Extract |
________________
A wedding can never take place on Yom Tov, not even on the intermediate days of Chol Hamoed.

But what about making kiddushin – the formal gaining of a marriage partner, which in Talmudic times was done separately from the actual wedding? Can this be done on Yom Tov itself?

The answer is that it depends on an understanding of a question asked in our gemara:

"Is this not a mitzvah?"

This was the challenge posed regarding the mishna that lists kiddushin as one of the non-mitzvah activities prohibited on Yom Tov.

Two radically different understandings of this question are put forth by two leading commentators. Rashi explains that the question is why kiddushin is not included in the mishna's list of mitzvah matters prohibited on Yom Tov. Rabbeinu Tam, however, is quoted by Tosefot as defining this as a challenge to why Sages prohibited kiddushin, since it is a mitzvah to marry and have children.
________________
Location identification items |

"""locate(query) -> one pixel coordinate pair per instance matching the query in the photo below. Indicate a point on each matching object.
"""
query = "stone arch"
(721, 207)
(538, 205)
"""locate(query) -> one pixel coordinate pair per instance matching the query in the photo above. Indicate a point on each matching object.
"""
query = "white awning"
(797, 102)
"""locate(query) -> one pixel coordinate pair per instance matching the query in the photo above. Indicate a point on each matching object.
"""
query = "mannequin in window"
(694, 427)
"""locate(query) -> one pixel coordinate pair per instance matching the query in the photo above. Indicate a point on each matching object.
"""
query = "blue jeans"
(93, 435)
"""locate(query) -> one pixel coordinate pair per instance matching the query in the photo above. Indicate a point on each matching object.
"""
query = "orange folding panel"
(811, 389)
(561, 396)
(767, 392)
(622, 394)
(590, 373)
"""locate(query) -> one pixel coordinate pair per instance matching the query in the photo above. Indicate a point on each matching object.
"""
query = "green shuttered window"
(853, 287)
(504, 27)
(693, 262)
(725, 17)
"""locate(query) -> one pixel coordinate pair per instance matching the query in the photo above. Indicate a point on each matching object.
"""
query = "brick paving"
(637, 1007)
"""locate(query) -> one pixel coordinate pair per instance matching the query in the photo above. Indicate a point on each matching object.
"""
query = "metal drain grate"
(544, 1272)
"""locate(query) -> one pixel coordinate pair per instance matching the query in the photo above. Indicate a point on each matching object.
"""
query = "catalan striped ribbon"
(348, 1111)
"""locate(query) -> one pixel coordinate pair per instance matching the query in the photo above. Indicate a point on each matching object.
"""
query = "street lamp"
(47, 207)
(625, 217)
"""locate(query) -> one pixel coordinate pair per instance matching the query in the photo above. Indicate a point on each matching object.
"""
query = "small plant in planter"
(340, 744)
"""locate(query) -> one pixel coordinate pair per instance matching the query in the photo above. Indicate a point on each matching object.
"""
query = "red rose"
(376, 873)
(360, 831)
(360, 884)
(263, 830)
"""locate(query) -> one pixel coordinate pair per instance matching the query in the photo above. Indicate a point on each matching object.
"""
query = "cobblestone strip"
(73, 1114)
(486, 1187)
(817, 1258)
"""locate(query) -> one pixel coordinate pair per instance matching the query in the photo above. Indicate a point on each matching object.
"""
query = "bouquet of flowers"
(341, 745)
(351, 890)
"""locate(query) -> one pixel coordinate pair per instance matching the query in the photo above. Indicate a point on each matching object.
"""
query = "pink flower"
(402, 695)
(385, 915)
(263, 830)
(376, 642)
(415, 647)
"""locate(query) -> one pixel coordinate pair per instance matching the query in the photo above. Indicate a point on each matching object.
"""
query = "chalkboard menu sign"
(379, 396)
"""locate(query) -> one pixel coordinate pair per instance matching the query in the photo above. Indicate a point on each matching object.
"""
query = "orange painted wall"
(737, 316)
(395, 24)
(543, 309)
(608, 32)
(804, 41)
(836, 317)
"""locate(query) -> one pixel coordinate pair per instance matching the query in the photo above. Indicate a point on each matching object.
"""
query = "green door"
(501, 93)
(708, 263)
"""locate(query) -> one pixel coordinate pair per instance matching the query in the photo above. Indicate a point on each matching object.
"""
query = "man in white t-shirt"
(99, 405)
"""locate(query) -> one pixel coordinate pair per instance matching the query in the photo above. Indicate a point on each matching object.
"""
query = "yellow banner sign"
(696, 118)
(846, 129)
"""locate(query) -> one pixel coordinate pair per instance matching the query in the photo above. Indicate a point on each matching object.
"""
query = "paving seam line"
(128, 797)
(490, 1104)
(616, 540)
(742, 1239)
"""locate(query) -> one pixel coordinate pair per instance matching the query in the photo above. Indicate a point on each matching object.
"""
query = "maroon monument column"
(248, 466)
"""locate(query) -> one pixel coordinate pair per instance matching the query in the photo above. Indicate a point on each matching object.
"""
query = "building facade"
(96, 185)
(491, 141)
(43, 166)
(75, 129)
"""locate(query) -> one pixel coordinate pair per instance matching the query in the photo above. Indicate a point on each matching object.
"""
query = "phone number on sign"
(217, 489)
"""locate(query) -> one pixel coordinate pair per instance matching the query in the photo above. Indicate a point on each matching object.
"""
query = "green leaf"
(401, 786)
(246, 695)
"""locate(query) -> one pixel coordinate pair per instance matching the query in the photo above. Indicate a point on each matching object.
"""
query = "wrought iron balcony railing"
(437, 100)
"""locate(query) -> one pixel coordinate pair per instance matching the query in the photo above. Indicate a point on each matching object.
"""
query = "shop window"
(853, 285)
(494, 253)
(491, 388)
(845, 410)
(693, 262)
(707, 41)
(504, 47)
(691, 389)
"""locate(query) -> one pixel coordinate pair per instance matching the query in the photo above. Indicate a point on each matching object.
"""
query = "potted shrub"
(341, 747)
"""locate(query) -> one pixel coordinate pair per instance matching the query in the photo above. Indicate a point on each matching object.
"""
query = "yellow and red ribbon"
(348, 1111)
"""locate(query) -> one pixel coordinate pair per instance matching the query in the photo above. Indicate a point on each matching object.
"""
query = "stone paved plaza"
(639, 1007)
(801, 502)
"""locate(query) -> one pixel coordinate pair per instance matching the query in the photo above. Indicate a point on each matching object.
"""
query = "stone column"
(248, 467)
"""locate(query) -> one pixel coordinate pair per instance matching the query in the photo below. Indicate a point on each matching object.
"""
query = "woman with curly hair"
________________
Work to complete |
**A.** List each line of the listing above that contains the string "window". Case counts.
**B.** Write what comes next in the passage on kiddushin on Yom Tov, beginning after its final sentence.

Solved tasks |
**A.**
query = "mannequin in window"
query = "green shuttered window"
query = "shop window"

**B.**
The response given by the gemara to this challenge is that the mishna refers to a man who already has a wife and children. According to Rashi this is merely an explanation as to the listing but does not mean that if a mitzvah indeed exists for one who has no wife and children he will be permitted to make kiddushin on Yom Tov. Rabbeinu Tam's position is that the gemara's answer is that the ban on kiddushin on Yom Tov was limited to one who has already fulfilled his mitzvah of "be fruitful and multiply" and does not affect one who still has to do so.

What the Sages Say

"I deserve this for ignoring the guidance of my master."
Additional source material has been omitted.